## SUPPLIED MATERIAL
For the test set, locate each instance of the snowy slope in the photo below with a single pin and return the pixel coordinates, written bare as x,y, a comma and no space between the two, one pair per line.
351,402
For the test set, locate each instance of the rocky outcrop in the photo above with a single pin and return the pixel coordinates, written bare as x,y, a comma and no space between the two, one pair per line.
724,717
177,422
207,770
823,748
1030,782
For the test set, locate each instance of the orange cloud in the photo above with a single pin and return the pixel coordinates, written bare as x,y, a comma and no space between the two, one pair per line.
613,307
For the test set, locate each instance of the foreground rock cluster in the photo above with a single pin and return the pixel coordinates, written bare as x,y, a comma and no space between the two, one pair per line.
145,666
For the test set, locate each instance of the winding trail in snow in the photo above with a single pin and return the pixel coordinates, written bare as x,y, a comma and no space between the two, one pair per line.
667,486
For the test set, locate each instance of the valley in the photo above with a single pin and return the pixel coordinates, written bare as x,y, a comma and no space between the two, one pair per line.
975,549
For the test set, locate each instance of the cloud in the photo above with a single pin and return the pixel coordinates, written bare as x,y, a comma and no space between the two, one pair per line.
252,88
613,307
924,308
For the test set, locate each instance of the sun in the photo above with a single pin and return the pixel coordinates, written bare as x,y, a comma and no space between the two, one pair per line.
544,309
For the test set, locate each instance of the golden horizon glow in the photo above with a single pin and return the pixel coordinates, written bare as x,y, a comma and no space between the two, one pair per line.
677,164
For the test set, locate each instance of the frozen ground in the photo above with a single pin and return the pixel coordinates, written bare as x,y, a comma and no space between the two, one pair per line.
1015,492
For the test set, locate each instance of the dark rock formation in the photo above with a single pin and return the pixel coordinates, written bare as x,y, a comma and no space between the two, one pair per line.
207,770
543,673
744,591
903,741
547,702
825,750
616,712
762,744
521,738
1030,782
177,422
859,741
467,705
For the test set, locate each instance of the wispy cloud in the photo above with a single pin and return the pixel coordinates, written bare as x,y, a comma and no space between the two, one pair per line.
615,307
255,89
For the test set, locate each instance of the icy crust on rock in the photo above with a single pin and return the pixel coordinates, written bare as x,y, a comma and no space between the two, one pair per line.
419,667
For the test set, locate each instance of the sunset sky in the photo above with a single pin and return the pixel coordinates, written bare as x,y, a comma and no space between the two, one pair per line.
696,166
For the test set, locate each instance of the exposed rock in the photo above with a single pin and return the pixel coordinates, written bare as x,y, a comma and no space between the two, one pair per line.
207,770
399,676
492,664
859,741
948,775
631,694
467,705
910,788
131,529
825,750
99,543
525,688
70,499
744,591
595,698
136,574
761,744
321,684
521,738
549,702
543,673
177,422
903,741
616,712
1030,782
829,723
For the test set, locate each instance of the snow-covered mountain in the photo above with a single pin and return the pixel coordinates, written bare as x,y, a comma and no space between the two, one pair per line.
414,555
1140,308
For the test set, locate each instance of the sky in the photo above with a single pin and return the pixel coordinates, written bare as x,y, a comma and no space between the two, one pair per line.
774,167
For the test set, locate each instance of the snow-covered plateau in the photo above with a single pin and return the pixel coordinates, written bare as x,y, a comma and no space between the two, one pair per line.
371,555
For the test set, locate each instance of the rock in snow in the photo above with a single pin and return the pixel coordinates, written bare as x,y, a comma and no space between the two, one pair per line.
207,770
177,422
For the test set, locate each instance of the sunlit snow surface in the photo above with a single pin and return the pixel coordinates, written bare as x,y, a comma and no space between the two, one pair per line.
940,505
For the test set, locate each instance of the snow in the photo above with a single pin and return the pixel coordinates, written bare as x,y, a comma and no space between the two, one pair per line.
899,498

## WORK TO COMPLETE
Return the entries in full, keeping every line exactly as it is.

## RESPONSE TO THE EXERCISE
For the test set, locate each instance of the snowy slope in the photo below with a single pin and return the pixel coordinates, written bare as x,y, a comma and no space between the two, one pair per line.
351,402
For the test set, locate each instance of the rocky outcrop in the photo above with a single pin and return the pixel coordinates, written bare as x,y, a comma and no space between the two, one pair per line.
724,717
177,422
207,770
823,748
1030,782
For the test set, locate each instance of the orange cloud in the photo above with a single pin and return the pixel coordinates, written bare as x,y, a comma and no space between the two, one pair per line.
613,307
For the test set, locate each instance of the foreground rock cluster in the photo above with a single pin and return the pixel coordinates, written bare as x,y, a comma and no space between the two, one pair per line.
145,666
For the test set, locate each instance of the winding trail in snow in the photo above with a single pin and return the pixel coordinates, written bare as x,y, a comma and no space between the two, one pair per line.
667,486
For the test set, locate each instance of the valley in the photo above with a single pin and return the pixel coordinates, written bare as x,y, a comma and no space between the two, one pair per line.
975,549
For the test set, locate each instance of the cloud in the photo above with a single pin and return the pixel coordinates, written bare as x,y, a comma and no space between the two, one pair per line.
252,88
613,307
924,308
For the test set, locate each instance of the sun in the photo above with a single pin and return the pixel coordinates, written bare as x,y, a comma and no space between the two, one pair per line.
544,309
For the test set, locate each instance of the golden horizon glow in the photo above with a single pin and return the pixel coordinates, written bare as x,y, a comma and no space between the two, one pair per line.
677,164
For the test set, locate each instance of the frozen ground in the photo above with a single pin and return the pixel coordinates, written bare as x,y, a comma and no space between the two, one pair per line.
1015,492
For the test set, locate each instance of the dark rock formation in the photo above with a single pin and return the pixel coordinates, written bare as x,y, a comma and no space between the two, one pair per line.
207,770
543,673
744,591
903,741
547,702
825,750
616,712
762,744
521,738
1030,782
177,422
859,741
467,705
For the test set, locate each instance of the wispy cloud in the photo above with a single pin and return the pixel coordinates, written bare as x,y, a comma and no space between the two, one pair per line.
615,307
255,89
For the test set, locate each instance of the icy crust on rock in the photo above with a single pin and return the pixel coordinates, written bare as x,y, a comma and no space between the two, one pair per line.
419,667
For the test set, locate each instance of the sunset sky in the photo above with a single pin and return the pixel coordinates, written bare as x,y, a comma and no space between the two, one pair per line.
696,166
For the test set, locate each instance of the exposed rock in the photo above with a single pin and return the pixel coordinates, written bare as x,y, a comma and no space between the two, one pair per line.
207,770
399,676
492,664
859,741
948,775
631,694
467,705
910,788
131,529
825,750
99,543
525,688
70,499
744,591
595,698
136,574
761,744
321,684
521,738
549,702
543,673
177,422
903,741
616,712
1030,782
829,723
For the test set, locate each instance of the snow-covered mountain in the photo above with a single pin and return the pixel coordinates, written bare as x,y, a comma and no space between the two, one pair per line.
414,555
1140,308
For the test set, locate each instance of the sky in the photo above with a single pin and return the pixel coordinates, written bare as x,y, a comma and no space between the two, one pair per line.
774,167
For the test set, locate each instance of the snow-covered plateau in the photo above with a single pin and return the pixel coordinates, written bare as x,y, a comma and no space between the two, one pair per line.
371,555
For the test set, locate each instance of the rock in snow in the photo above with a single pin and return the pixel coordinates, written bare as x,y, a comma and no space between the two, one pair per line.
207,770
177,422
For the test set, locate each instance of the sunlit snow surface in the photo above with a single pin and return the pixel coordinates, written bare as x,y, a comma and no space between the two, one pair per line.
940,505
For the test set, locate each instance of the snow in the photo above with a single pin and return the pixel coordinates, written bare as x,y, a comma and no space between the two, one pair per line.
899,498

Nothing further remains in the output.